Begin

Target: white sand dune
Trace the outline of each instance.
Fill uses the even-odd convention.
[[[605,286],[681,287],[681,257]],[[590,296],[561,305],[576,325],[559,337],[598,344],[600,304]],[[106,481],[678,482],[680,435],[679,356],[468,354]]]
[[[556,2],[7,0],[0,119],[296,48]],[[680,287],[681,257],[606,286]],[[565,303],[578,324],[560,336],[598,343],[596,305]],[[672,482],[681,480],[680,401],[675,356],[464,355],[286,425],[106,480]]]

End

*Exercise task*.
Format every line of the records above as a JSON array of strings, with one string per line and blank lines omitted.

*Problem solution*.
[
  "Target: white sand dune",
  "Trace the outline of each instance.",
  "Fill uses the even-odd convention.",
  "[[[605,286],[681,287],[681,257]],[[590,296],[561,305],[576,325],[559,337],[598,344],[600,304]],[[106,481],[678,482],[680,435],[679,356],[468,354]]]",
  "[[[556,2],[7,0],[0,119],[296,48]],[[680,287],[681,257],[606,286]],[[565,303],[578,324],[560,336],[598,343],[596,305]],[[672,482],[681,480],[680,401],[675,356],[464,355],[286,425],[106,480]]]"
]